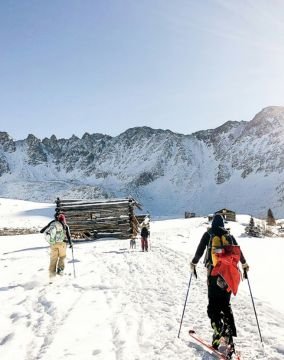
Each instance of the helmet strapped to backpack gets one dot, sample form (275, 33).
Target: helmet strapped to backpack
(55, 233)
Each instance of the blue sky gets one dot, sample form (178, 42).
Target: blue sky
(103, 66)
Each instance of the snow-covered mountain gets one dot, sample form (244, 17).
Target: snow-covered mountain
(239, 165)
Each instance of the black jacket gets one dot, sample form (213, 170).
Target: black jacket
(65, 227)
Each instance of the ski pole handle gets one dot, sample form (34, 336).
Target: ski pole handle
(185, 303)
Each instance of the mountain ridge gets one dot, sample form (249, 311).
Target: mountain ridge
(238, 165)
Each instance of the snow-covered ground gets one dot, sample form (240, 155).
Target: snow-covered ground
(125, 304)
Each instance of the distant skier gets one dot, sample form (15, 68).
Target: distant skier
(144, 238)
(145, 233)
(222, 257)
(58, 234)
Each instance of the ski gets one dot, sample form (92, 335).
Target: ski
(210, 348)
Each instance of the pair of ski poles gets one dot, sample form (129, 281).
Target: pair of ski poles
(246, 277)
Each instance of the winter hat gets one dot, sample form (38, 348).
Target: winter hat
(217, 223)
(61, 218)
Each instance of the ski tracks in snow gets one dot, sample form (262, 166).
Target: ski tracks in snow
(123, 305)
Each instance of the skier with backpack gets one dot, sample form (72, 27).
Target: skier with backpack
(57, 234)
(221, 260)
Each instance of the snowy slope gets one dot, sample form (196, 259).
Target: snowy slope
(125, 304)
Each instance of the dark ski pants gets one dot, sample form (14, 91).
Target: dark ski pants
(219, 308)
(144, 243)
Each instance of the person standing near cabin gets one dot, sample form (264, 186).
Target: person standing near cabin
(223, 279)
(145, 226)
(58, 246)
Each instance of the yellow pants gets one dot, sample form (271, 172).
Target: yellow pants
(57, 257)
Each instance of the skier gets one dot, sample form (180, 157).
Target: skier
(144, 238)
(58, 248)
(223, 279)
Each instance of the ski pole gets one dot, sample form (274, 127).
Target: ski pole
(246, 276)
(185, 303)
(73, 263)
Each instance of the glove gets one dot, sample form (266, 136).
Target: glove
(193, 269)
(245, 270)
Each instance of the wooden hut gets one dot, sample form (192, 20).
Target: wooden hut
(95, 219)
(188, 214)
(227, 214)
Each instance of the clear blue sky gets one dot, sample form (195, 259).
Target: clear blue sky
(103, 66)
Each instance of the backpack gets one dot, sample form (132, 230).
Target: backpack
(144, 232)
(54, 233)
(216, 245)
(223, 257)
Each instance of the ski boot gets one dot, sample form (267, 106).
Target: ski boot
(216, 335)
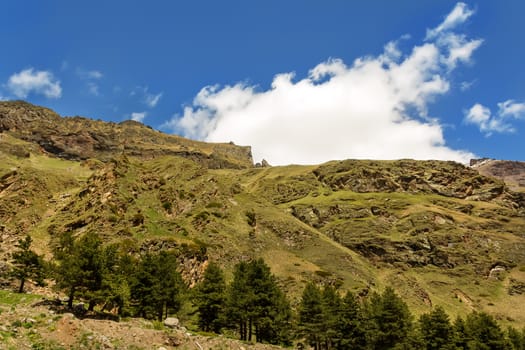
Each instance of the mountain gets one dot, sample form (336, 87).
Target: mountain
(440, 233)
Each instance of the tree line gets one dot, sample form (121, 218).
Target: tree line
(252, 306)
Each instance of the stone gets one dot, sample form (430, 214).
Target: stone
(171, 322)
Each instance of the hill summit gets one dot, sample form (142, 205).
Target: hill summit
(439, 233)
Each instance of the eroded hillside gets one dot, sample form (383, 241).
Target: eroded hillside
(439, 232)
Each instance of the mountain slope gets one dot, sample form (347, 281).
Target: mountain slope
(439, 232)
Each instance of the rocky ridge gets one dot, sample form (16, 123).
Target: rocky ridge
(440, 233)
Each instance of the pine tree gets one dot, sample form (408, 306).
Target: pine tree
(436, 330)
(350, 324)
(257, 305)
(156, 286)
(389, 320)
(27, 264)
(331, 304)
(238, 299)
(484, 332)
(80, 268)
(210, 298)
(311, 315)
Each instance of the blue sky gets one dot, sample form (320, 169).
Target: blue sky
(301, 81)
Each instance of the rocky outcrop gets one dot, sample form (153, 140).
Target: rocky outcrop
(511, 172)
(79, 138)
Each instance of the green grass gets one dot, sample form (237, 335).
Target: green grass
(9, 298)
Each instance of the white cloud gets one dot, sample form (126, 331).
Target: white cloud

══════

▶ [Work instruction]: From the data above, copy every line where "white" appears.

▶ [Exercise result]:
Each instance of the white cloud gets one dot, sample form (126, 331).
Target: white cloud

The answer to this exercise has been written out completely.